• _About this task_
From the first line of the entries below to the line with "box: [0, 0, 244, 260]", give each line again exactly.

• _Supplied material_
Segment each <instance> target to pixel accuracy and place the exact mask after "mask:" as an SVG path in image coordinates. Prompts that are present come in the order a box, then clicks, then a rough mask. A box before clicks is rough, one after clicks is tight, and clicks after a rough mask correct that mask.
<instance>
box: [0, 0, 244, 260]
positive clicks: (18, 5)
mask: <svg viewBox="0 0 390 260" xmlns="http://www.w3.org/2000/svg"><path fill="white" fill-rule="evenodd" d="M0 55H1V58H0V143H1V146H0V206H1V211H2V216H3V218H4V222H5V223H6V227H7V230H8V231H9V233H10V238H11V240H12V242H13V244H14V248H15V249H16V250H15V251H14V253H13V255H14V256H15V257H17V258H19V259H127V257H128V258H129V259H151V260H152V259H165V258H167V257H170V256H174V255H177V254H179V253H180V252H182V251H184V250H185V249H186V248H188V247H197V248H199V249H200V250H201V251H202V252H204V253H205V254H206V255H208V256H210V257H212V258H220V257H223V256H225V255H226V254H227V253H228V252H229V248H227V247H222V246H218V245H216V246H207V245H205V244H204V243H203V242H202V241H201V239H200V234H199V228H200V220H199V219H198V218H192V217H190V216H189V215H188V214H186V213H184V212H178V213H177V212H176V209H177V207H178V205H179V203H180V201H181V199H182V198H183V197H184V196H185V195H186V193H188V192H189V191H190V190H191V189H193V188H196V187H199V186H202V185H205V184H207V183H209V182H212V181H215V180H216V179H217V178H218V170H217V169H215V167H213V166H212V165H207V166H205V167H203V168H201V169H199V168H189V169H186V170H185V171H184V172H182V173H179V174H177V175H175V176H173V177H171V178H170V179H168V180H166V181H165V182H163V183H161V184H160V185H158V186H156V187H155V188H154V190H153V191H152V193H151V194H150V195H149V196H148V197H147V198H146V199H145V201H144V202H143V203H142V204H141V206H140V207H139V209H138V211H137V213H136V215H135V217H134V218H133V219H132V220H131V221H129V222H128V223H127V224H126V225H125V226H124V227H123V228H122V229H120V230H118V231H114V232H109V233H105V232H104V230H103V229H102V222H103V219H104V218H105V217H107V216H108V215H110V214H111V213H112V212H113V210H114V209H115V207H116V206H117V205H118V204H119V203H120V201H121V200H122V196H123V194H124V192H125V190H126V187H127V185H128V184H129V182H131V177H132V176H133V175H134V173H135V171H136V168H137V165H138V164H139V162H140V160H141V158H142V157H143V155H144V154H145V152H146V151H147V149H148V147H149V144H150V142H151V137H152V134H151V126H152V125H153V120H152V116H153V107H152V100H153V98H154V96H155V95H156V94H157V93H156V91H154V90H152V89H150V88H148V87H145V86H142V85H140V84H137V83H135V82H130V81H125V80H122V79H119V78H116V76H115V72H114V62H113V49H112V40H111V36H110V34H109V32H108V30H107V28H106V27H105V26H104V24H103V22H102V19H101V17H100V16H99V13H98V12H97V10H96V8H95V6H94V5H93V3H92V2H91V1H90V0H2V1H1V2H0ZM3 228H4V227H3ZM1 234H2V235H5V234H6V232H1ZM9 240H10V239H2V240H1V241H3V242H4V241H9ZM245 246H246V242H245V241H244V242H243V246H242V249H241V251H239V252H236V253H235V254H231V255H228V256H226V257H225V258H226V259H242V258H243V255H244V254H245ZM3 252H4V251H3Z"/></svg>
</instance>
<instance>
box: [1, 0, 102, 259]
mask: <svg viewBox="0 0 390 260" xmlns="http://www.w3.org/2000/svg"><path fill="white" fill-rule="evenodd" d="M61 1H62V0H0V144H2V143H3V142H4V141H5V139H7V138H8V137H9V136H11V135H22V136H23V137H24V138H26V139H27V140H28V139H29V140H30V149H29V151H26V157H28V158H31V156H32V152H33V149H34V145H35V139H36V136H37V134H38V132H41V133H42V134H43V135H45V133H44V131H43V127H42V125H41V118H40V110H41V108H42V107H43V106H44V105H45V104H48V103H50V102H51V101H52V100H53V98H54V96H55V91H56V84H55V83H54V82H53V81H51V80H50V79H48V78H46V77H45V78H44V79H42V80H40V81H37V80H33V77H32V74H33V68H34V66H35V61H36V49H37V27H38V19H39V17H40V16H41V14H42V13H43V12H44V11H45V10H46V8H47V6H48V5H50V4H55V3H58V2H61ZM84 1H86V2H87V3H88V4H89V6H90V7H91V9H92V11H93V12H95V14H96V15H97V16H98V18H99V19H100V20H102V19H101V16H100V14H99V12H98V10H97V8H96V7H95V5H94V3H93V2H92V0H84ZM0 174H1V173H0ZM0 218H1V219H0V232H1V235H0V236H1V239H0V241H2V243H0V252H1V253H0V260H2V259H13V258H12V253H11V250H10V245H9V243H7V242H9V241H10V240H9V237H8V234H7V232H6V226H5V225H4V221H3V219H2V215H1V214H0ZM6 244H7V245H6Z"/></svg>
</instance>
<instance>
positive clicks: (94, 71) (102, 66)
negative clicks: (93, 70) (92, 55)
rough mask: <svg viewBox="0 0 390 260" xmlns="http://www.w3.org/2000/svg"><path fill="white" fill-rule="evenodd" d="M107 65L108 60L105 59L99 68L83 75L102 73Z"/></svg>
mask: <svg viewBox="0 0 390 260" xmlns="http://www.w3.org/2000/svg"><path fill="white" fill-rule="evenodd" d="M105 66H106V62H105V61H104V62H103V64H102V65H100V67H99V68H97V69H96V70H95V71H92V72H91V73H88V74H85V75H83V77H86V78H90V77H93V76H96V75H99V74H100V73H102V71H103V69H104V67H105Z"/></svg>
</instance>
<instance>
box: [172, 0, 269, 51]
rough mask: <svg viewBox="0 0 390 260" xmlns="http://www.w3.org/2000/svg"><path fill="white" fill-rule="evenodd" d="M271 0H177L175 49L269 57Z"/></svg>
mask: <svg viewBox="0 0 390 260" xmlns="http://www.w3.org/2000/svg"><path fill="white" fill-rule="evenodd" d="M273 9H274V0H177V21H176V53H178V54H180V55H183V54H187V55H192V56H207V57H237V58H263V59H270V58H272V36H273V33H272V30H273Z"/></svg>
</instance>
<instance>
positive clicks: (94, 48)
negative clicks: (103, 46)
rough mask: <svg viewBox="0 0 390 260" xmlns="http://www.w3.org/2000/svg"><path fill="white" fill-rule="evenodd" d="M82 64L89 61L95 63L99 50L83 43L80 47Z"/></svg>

• _Task solution_
Segment each <instance> target to pixel accuracy and place the exact mask after "mask:" as an SVG path in image coordinates. Prompts that are present come in the order a box, then clicks, then a rough mask. A box before clicks is rough, one after clicks is tight, and clicks after a rough mask correct that mask.
<instance>
box: [0, 0, 244, 260]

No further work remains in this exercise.